* _Görevin istediği_
Aşağıdaki ifadelerin okuma metniyle uyuşup uyuşmadığını evet ya da hayır diye belirtin ve her biri için kararı veren sözleri metinden aynen alıntılayın. 1. Yazar, Ayşe Arman'ın gazeteciliğine bayıldığını söylüyor. 2. Rabia Yalçın'a göre tesettürlü kadının gardırobunun iki kapısı vardır. 3. Yazar, "Karşı Mahalle" lafını sevdiğini belirtiyor.

* _Okuma metni_
______

MEDYA KÖŞESİ

Evdeki kıyafetler dışarıda 'ofsayt'mış...

Ayşe’nin bu talebinin olabilmesi için kişi başına yıllık milli gelirimizin 60 bin Doları bulması, gelir dağılımında adalette ise Hz. Ömer dönemini bile geçmemiz lâzım…

Evdeki kıyafetler dışarıda 'ofsayt'mış...
GAZETECİLER.COM – Ayşe Arman gazeteciliği bütün hızıyla sürüyor…
“En beğenmeyenin” bile günlerce köşesini tahsis(!) etmek zorunda kaldığı bir gazetecilik hem de…
Kimilerini (Hakan Aygün meselâ) hasetlikten çatlatan, küfre saptıran, bel altına daldıran Ayşe Arman gazeteciliği…
Madem “kaka kız” bu Ayşe okumayın yazdıklarını kardeşim…
Cevap vermeyin…
Ellemeyin yazsın dursun kendi kendine…
Bu arada unutmadan hemen bir hatırlatma yapalım:
Ayşe Arman’ın yaptığı gazeteciğe “bayılıyor” değiliz…
Hele kullandığı jargon canımızı bile sıkıyor ama…
Ayşe Arman; çatlasanız da, patlasanız da gazeteciğin kraliçesini ya-pı-yorrr…
Örneğin, “Karşı Mahalle” lâfını sevmiyoruz…
Coğrafi kullanılsa dükkân Onun ama “sınıfsal” kullanınca haz etmiyoruz…
Ama haz etmemek…
Yaptığı işi…
Döktüğü teri…
Verdiği emeği küçümseme hakkını tanımaz bize…
Yine örneğin yolunun düştüğü tesettür tasarımcısı Rabia Yalçın’ın (Şuraya bakar mısınız?.. Daha doğar doğmaz tesettür modacısı olacağı anlaşılmış olmalı ki adı da yaptığı işle pek müsemma -uyumlu) söylediklerini kara mizah olarak tanımlıyoruz…
Şöyle diyormuş Yalçın:
“Tesettürlü kadının iki kapılı gardırobu var. Biri içeriye, diğeri dışarıya açılıyor. Çünkü; Evdeki giysilerinizi sokakta giyemiyorsunuz. Onlar dışarıda ofsayt. Dolayısıyla, iki gardırop düzmek zorundasınız. Bu da sinir bozucu."

______

* _Verilen bilgiler_
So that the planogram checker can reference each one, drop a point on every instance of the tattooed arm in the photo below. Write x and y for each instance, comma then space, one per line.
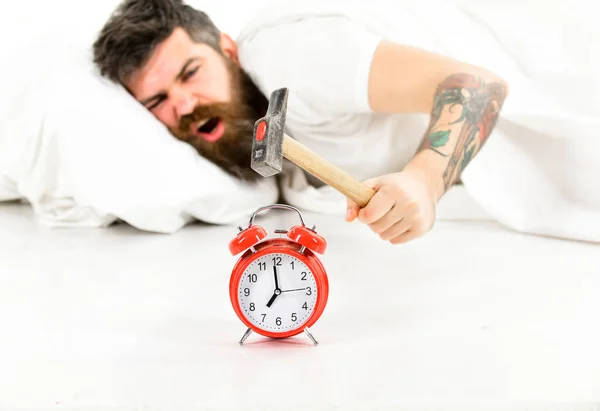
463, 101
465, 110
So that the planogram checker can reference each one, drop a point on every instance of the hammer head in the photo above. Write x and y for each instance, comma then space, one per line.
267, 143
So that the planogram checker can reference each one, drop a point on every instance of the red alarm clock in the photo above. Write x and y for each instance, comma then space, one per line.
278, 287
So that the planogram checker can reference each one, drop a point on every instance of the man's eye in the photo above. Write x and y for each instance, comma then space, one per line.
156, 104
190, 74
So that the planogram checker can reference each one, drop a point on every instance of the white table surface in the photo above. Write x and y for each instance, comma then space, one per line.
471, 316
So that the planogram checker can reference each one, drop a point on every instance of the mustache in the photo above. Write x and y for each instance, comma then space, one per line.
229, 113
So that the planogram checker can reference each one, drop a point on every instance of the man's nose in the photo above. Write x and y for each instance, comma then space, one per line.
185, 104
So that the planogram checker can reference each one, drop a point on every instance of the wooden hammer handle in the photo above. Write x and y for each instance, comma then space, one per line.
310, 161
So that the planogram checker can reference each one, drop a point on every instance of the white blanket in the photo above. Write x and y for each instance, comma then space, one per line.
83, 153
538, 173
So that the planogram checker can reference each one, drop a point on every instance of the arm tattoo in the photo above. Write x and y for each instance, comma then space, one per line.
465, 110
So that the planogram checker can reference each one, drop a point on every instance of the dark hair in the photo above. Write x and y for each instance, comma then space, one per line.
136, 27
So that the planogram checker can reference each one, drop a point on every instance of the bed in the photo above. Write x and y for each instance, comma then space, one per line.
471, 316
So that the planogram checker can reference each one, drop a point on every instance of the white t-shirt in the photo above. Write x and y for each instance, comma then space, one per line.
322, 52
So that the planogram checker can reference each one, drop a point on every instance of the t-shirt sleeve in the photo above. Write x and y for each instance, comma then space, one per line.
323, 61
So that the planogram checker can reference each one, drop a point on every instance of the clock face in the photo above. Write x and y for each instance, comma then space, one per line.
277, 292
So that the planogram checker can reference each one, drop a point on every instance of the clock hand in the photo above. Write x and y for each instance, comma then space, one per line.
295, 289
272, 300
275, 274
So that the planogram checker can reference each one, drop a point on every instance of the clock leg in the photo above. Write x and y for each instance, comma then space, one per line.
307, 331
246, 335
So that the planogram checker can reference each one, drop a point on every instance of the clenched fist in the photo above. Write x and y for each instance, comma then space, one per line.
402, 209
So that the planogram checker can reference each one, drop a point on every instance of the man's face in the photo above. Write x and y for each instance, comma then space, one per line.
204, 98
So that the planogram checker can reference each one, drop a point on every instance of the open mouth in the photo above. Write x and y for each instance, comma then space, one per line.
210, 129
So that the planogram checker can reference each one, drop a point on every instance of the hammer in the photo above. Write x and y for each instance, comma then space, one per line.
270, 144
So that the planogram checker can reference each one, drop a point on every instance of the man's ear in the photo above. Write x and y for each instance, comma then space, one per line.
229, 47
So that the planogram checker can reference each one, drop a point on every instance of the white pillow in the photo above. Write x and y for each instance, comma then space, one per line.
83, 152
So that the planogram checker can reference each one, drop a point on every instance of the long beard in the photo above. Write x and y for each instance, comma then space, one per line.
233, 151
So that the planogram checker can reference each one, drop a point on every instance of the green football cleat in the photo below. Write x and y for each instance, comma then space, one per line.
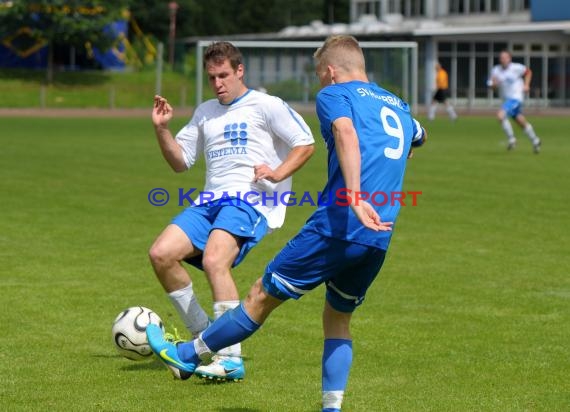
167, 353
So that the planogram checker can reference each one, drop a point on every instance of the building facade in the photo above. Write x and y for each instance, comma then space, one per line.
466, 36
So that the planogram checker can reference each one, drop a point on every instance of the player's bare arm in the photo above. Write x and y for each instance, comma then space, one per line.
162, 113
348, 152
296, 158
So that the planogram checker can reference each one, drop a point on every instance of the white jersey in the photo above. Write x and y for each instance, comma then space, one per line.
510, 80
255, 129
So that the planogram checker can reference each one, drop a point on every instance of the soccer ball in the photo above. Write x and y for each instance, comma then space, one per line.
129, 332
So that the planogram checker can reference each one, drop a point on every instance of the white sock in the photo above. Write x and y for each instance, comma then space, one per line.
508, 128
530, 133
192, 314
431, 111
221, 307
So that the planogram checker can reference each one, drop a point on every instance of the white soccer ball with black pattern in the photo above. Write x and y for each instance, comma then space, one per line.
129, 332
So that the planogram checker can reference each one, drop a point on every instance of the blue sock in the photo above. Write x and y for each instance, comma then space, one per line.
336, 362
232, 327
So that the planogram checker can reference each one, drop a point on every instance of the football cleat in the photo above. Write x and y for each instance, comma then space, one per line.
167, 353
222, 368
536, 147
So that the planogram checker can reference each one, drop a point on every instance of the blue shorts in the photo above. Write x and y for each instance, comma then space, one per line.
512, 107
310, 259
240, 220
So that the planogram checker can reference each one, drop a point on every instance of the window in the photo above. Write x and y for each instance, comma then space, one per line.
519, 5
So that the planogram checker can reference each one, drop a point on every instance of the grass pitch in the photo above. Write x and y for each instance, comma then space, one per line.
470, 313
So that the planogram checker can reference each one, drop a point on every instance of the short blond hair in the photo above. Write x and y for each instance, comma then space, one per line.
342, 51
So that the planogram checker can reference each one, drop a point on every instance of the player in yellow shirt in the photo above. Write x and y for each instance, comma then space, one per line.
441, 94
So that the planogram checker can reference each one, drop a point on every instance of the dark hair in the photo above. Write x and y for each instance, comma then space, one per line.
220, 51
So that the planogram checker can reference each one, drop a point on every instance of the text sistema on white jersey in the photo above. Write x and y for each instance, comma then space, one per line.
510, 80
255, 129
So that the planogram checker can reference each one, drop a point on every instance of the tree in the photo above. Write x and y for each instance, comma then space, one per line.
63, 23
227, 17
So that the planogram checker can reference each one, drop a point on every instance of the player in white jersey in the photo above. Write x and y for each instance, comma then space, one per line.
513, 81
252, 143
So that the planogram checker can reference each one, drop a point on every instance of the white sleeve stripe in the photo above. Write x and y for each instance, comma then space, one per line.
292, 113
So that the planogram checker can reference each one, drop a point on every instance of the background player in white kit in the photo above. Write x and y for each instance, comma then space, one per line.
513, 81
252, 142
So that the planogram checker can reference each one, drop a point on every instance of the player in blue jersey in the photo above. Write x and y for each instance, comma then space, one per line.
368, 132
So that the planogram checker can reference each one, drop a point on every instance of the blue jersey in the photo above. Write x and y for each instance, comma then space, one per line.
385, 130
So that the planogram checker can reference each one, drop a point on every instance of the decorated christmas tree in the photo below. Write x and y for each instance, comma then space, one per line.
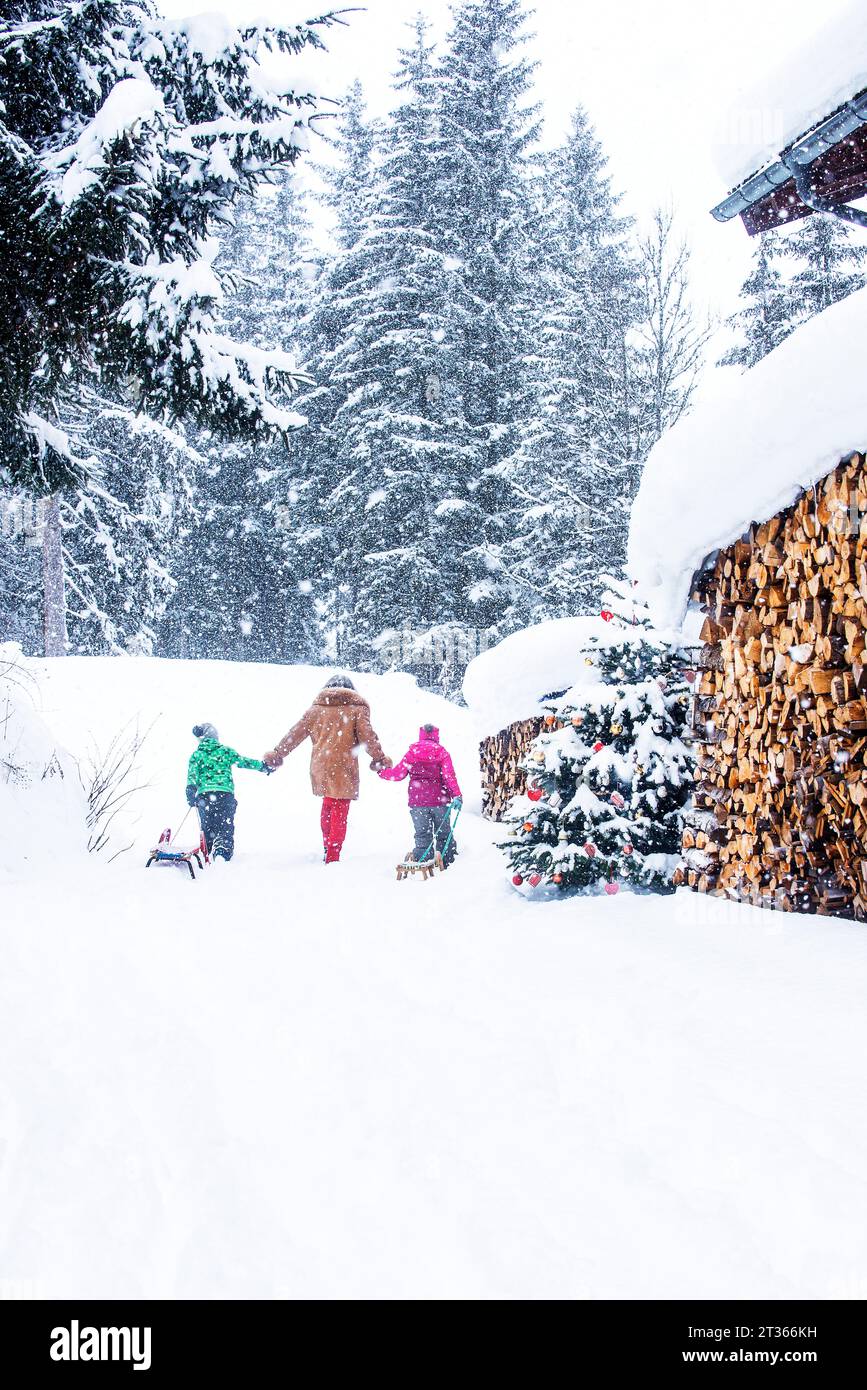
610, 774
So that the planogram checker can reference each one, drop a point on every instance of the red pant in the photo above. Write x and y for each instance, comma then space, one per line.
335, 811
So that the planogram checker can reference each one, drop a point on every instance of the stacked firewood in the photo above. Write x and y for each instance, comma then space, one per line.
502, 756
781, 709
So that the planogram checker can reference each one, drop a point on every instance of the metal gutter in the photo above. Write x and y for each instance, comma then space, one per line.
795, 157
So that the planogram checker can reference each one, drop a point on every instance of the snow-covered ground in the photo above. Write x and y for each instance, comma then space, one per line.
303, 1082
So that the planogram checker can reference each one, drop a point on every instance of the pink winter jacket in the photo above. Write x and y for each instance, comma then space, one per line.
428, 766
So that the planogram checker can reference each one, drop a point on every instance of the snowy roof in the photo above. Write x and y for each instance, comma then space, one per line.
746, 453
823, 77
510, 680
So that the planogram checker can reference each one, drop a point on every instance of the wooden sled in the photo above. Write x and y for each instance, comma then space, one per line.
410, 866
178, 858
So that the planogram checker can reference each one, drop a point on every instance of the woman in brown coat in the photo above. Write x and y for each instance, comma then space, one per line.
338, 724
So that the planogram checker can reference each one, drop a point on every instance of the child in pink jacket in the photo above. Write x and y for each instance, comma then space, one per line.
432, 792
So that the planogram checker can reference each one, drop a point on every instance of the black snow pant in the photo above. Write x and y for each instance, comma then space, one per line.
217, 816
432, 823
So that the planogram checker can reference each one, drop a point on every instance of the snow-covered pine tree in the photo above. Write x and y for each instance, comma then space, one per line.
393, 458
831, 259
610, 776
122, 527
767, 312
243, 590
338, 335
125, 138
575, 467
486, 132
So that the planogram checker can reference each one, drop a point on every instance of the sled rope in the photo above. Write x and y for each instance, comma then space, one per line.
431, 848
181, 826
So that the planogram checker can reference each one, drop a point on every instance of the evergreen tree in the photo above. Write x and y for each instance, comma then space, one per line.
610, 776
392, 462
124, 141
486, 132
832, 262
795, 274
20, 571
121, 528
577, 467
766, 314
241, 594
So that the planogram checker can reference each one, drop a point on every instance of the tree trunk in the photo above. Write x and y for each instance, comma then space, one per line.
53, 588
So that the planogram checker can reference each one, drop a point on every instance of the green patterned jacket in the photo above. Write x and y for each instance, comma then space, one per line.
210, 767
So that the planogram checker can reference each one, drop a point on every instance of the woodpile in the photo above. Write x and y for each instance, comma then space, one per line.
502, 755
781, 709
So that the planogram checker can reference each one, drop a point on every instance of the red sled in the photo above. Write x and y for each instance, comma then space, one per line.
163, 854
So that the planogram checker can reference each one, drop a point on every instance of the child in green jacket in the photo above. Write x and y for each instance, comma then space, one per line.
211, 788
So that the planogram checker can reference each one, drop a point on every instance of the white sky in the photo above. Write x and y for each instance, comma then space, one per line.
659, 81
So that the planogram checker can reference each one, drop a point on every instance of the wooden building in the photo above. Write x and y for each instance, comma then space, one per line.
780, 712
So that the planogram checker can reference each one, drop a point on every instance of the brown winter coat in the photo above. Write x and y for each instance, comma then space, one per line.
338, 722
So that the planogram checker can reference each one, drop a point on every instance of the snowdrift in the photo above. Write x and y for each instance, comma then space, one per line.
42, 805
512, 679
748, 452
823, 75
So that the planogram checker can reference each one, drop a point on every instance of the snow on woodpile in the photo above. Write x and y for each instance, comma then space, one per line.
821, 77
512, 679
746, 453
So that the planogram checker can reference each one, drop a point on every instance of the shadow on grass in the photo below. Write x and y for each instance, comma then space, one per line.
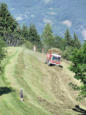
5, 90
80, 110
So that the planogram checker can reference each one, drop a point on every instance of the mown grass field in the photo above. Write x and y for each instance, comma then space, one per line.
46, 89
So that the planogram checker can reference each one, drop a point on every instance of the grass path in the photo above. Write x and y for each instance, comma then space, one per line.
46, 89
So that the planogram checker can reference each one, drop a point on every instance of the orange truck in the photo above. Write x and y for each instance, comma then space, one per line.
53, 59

______

* _Alıştırmanın yanıtı_
1. Hayır: "Ayşe Arman’ın yaptığı gazeteciğe “bayılıyor” değiliz…"
2. Evet: "Tesettürlü kadının iki kapılı gardırobu var."
3. Hayır: "Örneğin, “Karşı Mahalle” lâfını sevmiyoruz…"